--- DATA SHOWN Enclosed Below ---

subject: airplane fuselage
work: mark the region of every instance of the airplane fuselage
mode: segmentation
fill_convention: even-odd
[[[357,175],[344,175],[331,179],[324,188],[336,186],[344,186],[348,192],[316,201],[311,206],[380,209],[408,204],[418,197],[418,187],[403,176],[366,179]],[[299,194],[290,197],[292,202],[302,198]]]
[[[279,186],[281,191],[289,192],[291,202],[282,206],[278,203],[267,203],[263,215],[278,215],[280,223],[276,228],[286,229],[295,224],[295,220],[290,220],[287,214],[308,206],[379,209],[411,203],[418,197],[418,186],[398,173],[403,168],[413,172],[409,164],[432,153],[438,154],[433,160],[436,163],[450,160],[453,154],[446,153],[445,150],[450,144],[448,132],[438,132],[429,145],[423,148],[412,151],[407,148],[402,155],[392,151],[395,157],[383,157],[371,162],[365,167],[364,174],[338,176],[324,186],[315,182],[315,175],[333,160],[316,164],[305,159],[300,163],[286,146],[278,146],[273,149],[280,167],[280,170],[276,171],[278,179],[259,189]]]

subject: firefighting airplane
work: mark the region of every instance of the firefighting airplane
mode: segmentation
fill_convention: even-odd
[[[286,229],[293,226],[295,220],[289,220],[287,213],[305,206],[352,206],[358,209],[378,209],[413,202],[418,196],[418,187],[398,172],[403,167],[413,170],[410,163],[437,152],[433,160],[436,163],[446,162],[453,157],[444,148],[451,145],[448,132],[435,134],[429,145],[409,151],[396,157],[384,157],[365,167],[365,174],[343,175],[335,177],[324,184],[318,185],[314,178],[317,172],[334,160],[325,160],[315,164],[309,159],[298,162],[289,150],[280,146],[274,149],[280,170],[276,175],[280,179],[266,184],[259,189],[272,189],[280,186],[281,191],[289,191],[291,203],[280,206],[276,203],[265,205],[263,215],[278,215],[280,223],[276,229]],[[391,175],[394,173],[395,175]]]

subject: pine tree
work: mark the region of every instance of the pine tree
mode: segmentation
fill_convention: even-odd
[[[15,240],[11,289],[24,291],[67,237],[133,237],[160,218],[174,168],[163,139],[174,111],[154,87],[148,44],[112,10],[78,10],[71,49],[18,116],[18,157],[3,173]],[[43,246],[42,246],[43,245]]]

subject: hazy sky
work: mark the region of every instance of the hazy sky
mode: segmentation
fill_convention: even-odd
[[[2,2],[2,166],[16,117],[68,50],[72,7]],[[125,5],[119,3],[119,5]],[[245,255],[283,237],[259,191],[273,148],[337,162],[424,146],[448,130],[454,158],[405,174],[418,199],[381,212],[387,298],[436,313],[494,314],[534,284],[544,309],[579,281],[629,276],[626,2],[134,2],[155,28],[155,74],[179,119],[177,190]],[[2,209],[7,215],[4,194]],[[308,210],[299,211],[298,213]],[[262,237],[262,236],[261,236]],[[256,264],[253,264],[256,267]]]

--- End of Enclosed DATA SHOWN ---

WORK TASK: Set down the records again without altering a word.

RESPONSE AREA:
subject: airplane fuselage
work: mark the region of every instance of the airplane fuselage
mode: segmentation
fill_convention: even-odd
[[[357,175],[344,175],[331,179],[324,188],[336,186],[344,186],[348,192],[316,201],[311,206],[380,209],[408,204],[418,197],[418,187],[403,176],[366,179]],[[299,194],[290,197],[292,202],[302,198]]]
[[[279,186],[281,191],[289,192],[291,202],[282,206],[278,203],[267,203],[263,215],[278,215],[280,223],[276,228],[286,229],[295,224],[295,220],[290,220],[287,214],[308,206],[379,209],[411,203],[418,197],[418,186],[398,173],[403,168],[413,172],[409,164],[432,153],[438,154],[433,160],[436,163],[450,160],[453,154],[446,153],[445,150],[450,144],[448,132],[438,132],[429,145],[423,148],[412,151],[407,148],[402,155],[392,151],[395,157],[383,157],[371,162],[365,167],[364,174],[338,176],[324,186],[315,182],[315,175],[333,160],[316,164],[305,159],[300,163],[286,146],[278,146],[273,149],[280,167],[280,170],[276,171],[278,179],[259,189]]]

subject: firefighting airplane
work: mark the region of every instance of the firefighting airplane
mode: segmentation
fill_convention: even-odd
[[[286,229],[293,226],[295,220],[289,220],[287,213],[305,206],[352,206],[358,209],[378,209],[413,202],[418,196],[418,187],[398,172],[403,167],[413,170],[410,163],[437,152],[433,160],[436,163],[446,162],[453,157],[444,148],[451,145],[448,132],[435,134],[429,145],[409,151],[396,157],[384,157],[365,167],[365,174],[343,175],[335,177],[324,184],[318,185],[314,178],[317,172],[334,160],[325,160],[315,164],[309,159],[298,162],[289,150],[280,146],[274,149],[280,170],[276,175],[280,179],[266,184],[259,189],[272,189],[280,186],[281,191],[289,191],[291,203],[280,206],[276,203],[265,205],[263,215],[278,215],[280,223],[276,229]],[[391,175],[394,173],[395,175]]]

subject: pine tree
work: mark the region of every instance of the pine tree
mode: segmentation
fill_convention: even-odd
[[[15,240],[11,289],[24,291],[67,237],[133,237],[160,218],[174,168],[163,139],[174,111],[154,87],[148,44],[112,10],[78,10],[71,49],[18,116],[18,157],[3,173]],[[43,246],[42,246],[43,245]]]

subject: hazy sky
work: mark the region of every instance of the hazy sky
mode: segmentation
fill_convention: even-odd
[[[2,2],[2,166],[16,117],[68,50],[72,7]],[[125,5],[119,3],[119,5]],[[245,255],[283,237],[259,191],[273,148],[337,162],[424,146],[448,130],[454,158],[405,174],[418,199],[381,212],[387,298],[436,313],[494,314],[534,284],[544,309],[579,281],[629,276],[626,2],[134,2],[155,28],[155,74],[179,119],[177,190]],[[2,209],[7,215],[4,194]],[[308,210],[299,211],[298,213]],[[262,237],[262,236],[261,236]],[[256,264],[253,264],[256,267]]]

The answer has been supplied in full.